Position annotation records
════════
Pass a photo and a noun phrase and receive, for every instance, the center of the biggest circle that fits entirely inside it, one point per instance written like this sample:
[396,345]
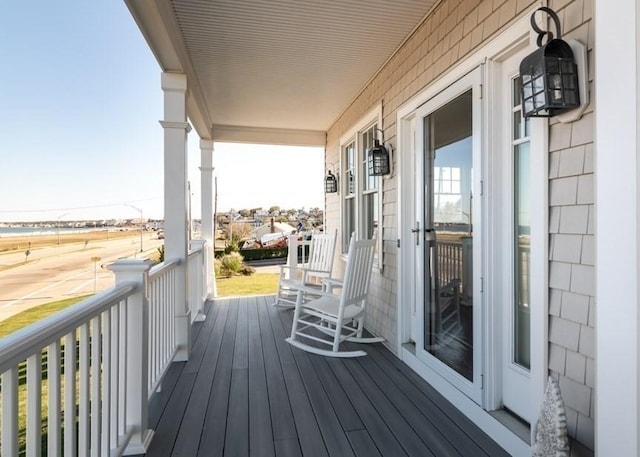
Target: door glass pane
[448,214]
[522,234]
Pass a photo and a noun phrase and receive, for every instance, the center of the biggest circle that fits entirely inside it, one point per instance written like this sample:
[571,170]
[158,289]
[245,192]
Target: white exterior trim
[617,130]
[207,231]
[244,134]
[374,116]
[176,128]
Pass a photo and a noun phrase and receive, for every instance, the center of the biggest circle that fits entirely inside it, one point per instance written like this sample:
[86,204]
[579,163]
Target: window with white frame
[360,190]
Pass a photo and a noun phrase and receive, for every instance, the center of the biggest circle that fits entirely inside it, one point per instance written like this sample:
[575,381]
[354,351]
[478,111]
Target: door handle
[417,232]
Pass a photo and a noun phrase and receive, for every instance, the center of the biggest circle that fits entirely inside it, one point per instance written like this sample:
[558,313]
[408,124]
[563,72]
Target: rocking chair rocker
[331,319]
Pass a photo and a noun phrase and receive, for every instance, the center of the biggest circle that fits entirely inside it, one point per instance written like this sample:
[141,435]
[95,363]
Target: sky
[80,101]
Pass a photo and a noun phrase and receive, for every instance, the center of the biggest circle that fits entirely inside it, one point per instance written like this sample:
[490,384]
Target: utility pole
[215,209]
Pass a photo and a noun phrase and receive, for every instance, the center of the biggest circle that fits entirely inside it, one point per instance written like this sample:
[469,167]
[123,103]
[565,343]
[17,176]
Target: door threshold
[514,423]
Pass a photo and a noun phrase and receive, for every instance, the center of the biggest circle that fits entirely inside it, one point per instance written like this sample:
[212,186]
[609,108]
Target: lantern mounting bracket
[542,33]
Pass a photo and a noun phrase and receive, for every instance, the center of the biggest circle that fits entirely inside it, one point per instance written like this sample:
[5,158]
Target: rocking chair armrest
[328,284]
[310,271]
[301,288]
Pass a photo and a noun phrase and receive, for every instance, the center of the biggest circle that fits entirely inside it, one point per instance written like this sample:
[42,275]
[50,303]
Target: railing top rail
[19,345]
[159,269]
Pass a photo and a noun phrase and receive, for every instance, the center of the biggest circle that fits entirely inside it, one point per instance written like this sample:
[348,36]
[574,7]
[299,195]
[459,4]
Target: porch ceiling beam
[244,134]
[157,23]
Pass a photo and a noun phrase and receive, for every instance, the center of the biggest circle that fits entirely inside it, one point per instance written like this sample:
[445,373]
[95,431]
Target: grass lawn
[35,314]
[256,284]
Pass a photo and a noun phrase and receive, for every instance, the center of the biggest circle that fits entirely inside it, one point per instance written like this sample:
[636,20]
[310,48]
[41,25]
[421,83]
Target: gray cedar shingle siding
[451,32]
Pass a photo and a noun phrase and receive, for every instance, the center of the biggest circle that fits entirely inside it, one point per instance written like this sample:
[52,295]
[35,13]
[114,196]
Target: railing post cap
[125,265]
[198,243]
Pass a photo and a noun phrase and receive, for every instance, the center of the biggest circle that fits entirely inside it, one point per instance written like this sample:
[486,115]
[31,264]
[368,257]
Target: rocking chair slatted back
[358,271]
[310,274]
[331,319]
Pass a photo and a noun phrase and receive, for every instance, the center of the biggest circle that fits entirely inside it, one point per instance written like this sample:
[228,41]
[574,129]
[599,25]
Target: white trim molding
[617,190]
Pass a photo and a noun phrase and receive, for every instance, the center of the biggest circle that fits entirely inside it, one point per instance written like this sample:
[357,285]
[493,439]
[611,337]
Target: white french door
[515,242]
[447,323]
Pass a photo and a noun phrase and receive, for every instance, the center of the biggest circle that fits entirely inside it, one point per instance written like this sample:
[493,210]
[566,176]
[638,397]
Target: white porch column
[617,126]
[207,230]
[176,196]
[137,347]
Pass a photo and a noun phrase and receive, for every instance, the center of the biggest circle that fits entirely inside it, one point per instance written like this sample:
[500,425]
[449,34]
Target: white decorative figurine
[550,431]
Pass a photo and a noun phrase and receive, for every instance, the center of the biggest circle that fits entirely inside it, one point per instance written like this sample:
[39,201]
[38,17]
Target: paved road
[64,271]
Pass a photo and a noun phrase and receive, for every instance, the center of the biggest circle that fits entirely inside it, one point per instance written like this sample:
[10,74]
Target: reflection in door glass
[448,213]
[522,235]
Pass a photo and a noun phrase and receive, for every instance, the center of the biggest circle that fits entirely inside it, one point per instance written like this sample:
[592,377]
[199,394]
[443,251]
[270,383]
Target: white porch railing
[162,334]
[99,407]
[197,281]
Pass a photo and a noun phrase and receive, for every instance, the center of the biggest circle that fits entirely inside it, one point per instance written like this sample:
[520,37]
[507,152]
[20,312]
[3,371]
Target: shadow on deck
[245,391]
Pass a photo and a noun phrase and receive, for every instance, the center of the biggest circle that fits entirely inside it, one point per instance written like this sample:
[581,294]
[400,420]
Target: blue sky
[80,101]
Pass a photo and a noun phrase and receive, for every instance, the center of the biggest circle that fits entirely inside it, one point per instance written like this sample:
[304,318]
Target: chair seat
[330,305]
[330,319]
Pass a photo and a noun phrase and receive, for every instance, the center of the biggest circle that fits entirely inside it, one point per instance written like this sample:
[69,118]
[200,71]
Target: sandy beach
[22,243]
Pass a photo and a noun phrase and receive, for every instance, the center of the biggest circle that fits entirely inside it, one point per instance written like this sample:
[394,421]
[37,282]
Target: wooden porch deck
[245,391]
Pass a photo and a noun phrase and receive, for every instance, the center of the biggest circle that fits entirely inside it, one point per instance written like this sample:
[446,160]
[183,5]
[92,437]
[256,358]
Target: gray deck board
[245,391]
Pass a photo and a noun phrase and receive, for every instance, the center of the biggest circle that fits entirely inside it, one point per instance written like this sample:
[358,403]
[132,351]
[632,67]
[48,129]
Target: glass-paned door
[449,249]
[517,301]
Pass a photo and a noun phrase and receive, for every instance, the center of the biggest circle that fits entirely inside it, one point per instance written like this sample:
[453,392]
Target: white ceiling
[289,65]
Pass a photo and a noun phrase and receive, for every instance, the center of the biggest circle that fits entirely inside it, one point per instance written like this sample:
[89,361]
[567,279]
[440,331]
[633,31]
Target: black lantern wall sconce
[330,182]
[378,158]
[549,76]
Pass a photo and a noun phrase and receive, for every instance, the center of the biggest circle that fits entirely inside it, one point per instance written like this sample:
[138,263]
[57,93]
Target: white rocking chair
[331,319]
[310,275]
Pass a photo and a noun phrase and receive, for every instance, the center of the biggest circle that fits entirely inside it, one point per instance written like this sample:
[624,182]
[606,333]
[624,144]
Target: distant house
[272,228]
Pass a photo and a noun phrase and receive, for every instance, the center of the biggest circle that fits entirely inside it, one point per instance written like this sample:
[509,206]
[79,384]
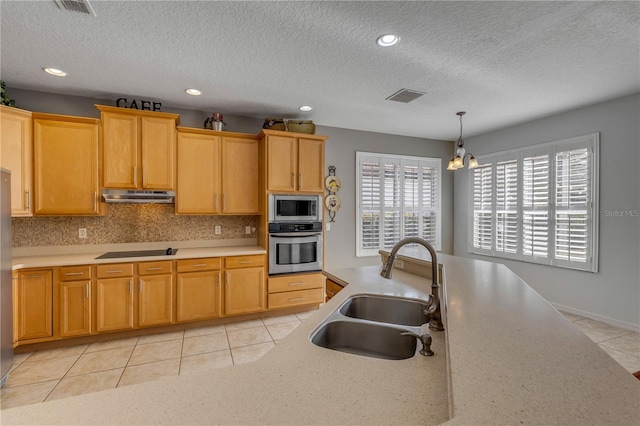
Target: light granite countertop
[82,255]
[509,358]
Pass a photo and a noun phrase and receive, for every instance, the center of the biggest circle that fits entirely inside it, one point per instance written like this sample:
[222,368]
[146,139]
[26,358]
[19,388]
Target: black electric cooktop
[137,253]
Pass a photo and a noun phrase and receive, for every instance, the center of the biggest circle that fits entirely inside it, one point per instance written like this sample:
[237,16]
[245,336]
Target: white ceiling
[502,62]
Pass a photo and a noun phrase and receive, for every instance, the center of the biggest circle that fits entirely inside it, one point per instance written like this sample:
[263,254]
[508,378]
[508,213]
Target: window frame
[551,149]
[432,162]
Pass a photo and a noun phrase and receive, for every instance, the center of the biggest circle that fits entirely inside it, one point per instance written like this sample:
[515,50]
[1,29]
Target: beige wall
════════
Given task>
Transcribe the listing in full and omit the pictures.

Response to this exercise>
Pass a photo and a noun phrase and receive, for every instance, the center of the biggest circle that fits entirely inside it, one point per instance written like this sample:
[396,345]
Target: door glass pane
[448,214]
[522,234]
Pass a photo and a noun phrase and receive, for every instance, the center of the biggest circle that fits entirely inside it, one point per instance written like this sample:
[571,170]
[158,289]
[245,192]
Target: white exterior trim
[617,130]
[207,231]
[244,134]
[374,116]
[176,128]
Pass a photo and a noun phrase and receive, for every instance, the center of the biggest circle that fits entirely inside it, one point per instance written like this sample:
[86,204]
[579,163]
Target: window with white frame
[360,190]
Pass a photo and a noun phrase and receive, for every instance, the center of the biggest circle that fits entirely inside it, one point per instance written like this sample:
[575,381]
[354,351]
[478,111]
Target: door handle
[417,232]
Pass a photo and a noun phrase and receive, for every instance, the center of the biggest circle that fits entirely inside it, one point per instance written like this sample:
[558,313]
[408,124]
[563,72]
Target: rocking chair rocker
[331,319]
Pass a photo and a noun phrase and receive, for every instance, the center of the biggest circle that fits entirely inside it, one point per instance written like this sample:
[141,435]
[95,363]
Target: sky
[80,101]
Pass a photo and a noun phrase and receive, for every instance, the center of the biggest circle that fits entirely inside it, one point per instance written like this sample:
[490,384]
Target: utility pole
[215,209]
Pass a photo and a noun phrase and receive, for every instance, the center of the biggest circle that fits entirely inside it, one point per instance written like this sample:
[469,167]
[123,103]
[565,343]
[17,176]
Target: door threshold
[514,423]
Pass a photo and a noun phrase and receive, for every instance, the center of the biggest circle that fits entirely inside it, one point per instance written like this sample:
[212,186]
[609,108]
Target: lantern mounting bracket
[542,33]
Pass a photo and a noun phrase and receive, for every instance, the center of the biggest circle that fits entirely inside it, one point per instance written like this sample:
[5,158]
Target: rocking chair armrest
[328,284]
[310,271]
[301,288]
Pass a photo and a noun phrase and receive, for every instance, the center of the biggest circle that fits entirely inside it, one point per instance written like this sample:
[42,275]
[50,303]
Target: railing top rail
[19,345]
[159,269]
Pass a photo and a noun phrase and receive, for every instance, the center of the biggest circle that fits entirely inside it, one point per instance written like this sample:
[348,36]
[574,7]
[299,195]
[459,4]
Target: porch ceiling beam
[244,134]
[157,23]
Pass a photo and a noun phrase and receive, for every instance, the center of the biggest circle that fits entirely inside it, one point per instance written like this sample:
[445,373]
[95,431]
Target: grass lawn
[35,314]
[256,284]
Pass a photo and a noun phrase and receive, for every instance, the center of the biggest circle that fits entirely inside it, one point per instance written like this sample:
[636,20]
[310,48]
[41,25]
[421,83]
Target: gray cedar shingle siding
[451,32]
Pass a photo and a noun phrase and receive, for every instance, the center of the biggest circle that fits entirely inside it, one point per instance written like this sample:
[52,295]
[35,13]
[114,196]
Target: railing post cap
[125,265]
[198,243]
Pass a photo and a noun phrase and receive, for every instance, the center of the biggest circle that fits entirely inside it, one point per instance written like this sample:
[486,115]
[31,264]
[368,257]
Target: rocking chair slatted back
[358,271]
[310,274]
[331,319]
Pass a photo and a noun phrase and receive, for every instance, the center of the biggest circle that fits entirely inside it, one point per instance written like this sample:
[228,41]
[574,129]
[599,25]
Target: white trim molding
[617,190]
Pass a photo and a noun phrase and receive, for every instance, the center of the biggest circle that fits entirely inside it, one point per instance written like this sample:
[357,285]
[493,439]
[611,337]
Target: white french door
[515,242]
[447,323]
Pass a photo and a noun phrase and receive, for every instance, the center of the biggest circle that fits entirely inside it, one point per instance written like this sample:
[493,210]
[566,176]
[638,397]
Target: white porch column
[617,126]
[207,230]
[176,196]
[137,347]
Pass a photo and a noun phrase and receive, for every instance, the center of the biggest circle that fits entirely inside it, one point per instance written like this sample:
[500,425]
[449,34]
Target: white decorative figurine
[550,431]
Pass a photo and a noun phrase and receive, for every instance, the center of the biggest circle that fits entirely inside it, one point per instance written like this sample:
[39,201]
[38,17]
Target: paved road
[64,271]
Pass a photo and a noun phrase and receive, for every instance, the center of the biggest circle that fits entirely inside it, one point per instance written like this sample:
[10,74]
Target: reflection in door glass
[448,213]
[522,235]
Pass a photo and a noun phrase and receive, for every instance, the center of the biggest circle that fits entirely inside it, one point per instance written like this sample:
[592,377]
[199,394]
[443,251]
[270,383]
Target: white porch railing
[162,334]
[99,407]
[197,281]
Pass a photo and a noun phrase and receive, for every instance, the center of the biggest circle that fits entirely inside it, one point per instance written like this sample:
[520,37]
[507,152]
[20,312]
[3,371]
Target: shadow on deck
[245,391]
Pass a photo and a noun phrase and receive, for every instance, the center of the biggest circle that fits entirely inside it, one point per instance written like this sample:
[581,294]
[400,420]
Target: blue sky
[80,101]
Pass a photo and a noun phrase and receive, for every instance, the center of the biggest circle that fits entirely inside it, one point per instance written like this sample:
[304,318]
Target: chair seat
[330,305]
[330,319]
Pass a photo and a noun phrase and receive, for every instance, the center of the biggest circle that fits entirely inside it, one point per instance written like this sample:
[69,118]
[200,71]
Target: sandy beach
[22,243]
Pass a photo and a noun phrase and receive, for every instance, the center of the biggest circle that fits entirely inside it, one point per instance written like this sample:
[394,421]
[37,282]
Target: wooden porch deck
[245,391]
Pass a photo and a noun phrase and receive, for every instance, the center of the biggest circle that fits entirely inside it, one point per instance written like this sample:
[446,160]
[183,5]
[92,437]
[256,358]
Target: gray deck board
[245,391]
Pass a photo and a noun phrase and receive, for every instance, the center of the biggest circle that fits entirely inside it, one point per instance written like this sample:
[358,403]
[132,351]
[632,67]
[48,129]
Target: glass-paned door
[449,249]
[517,301]
Pass a photo and a noun phrase and receive, for every instance, the center of the biggest circle that fits entirely inside it, one point per instance written like this sample:
[453,392]
Target: white ceiling
[289,65]
Pass a photo and a noun phrase and receive, for every instance, the center of the biggest circle that fits entirely inside it, one point per instance written like this sample:
[89,361]
[567,279]
[440,331]
[633,31]
Target: black lantern wall sconce
[330,182]
[378,158]
[549,76]
Pass a photo and a noun phrase and receive, for every instance, the center of the biggest circle that fits entirely inside it, one point per instance written like this sample:
[138,263]
[57,93]
Target: white rocking chair
[331,319]
[310,275]
Pass a photo and a noun phrase and receive, for every instance, the center of the biggest circle that fits entirely inside it, one point per instance written like this sample:
[624,182]
[606,333]
[624,144]
Target: distant house
[272,228]
Pass a photo and a noun phrase and receive, for every instance, the center of the biggest circle that fits entirely inside it, one point per instance written like this sample:
[509,206]
[79,384]
Target: light granite countertop
[82,255]
[509,358]
Pass a photo and a noun phrase and receive, for every instance, the center of the biggest circle that fits entirely inside it, one point per instance written like this sample:
[222,368]
[146,139]
[26,358]
[19,388]
Target: black electric cooktop
[137,253]
Pass a photo and a noun phrase and receive, for every instance, the center of the biggest circle that fits entirely inside it, one point per instance written like this sample:
[237,16]
[245,336]
Target: white ceiling
[502,62]
Pass a photo and a noun phrase and receive, for every instance, the center of the biggest circle that fits entirely inside it, one point per instance written like this sample:
[263,254]
[508,378]
[508,213]
Target: window frame
[551,149]
[432,162]
Pass a photo and a noun phrase and receive, for every instance, the center of the biggest circle that fits entirely inside it, one point per instance written like this sample:
[515,50]
[1,29]
Target: beige wall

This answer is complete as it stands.